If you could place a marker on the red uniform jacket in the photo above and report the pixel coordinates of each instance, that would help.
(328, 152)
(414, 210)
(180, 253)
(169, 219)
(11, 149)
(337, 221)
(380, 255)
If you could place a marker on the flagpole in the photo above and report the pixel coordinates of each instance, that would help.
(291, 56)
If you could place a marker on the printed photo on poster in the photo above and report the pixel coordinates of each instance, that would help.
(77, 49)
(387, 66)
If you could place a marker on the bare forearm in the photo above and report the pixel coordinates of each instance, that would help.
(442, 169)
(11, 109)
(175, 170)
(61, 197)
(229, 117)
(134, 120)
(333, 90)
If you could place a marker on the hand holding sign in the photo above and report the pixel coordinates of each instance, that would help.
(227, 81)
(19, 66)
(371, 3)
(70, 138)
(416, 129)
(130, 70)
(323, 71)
==============================
(Exercise goal)
Copy all of the entries above, putting "flag mast" in place of "flagpole" and leaving everything else unchanged.

(Exercise result)
If you could place a marker on the red uniform jacket in the photo above and report the pixel coordinates of each instance, that would help.
(328, 152)
(414, 210)
(180, 253)
(169, 219)
(11, 149)
(337, 221)
(380, 255)
If you could place a marker on the flag mast in the photo above and report the pixel coordinates of each instance, that would help.
(291, 56)
If you could place a marker on the printed photo on poster in the photo above and report the pixel coordinates of each instance, that would help.
(77, 49)
(387, 66)
If you could place a marker on the bare forearm in the photo above and report the pixel coordinates of each instance, that would help.
(442, 169)
(11, 109)
(175, 170)
(61, 197)
(229, 117)
(134, 120)
(333, 90)
If you could place a marker on the hand holding sign in the photo above and report the pixel coordinates of each instance, that would help.
(227, 81)
(19, 66)
(371, 3)
(70, 138)
(416, 129)
(130, 70)
(323, 71)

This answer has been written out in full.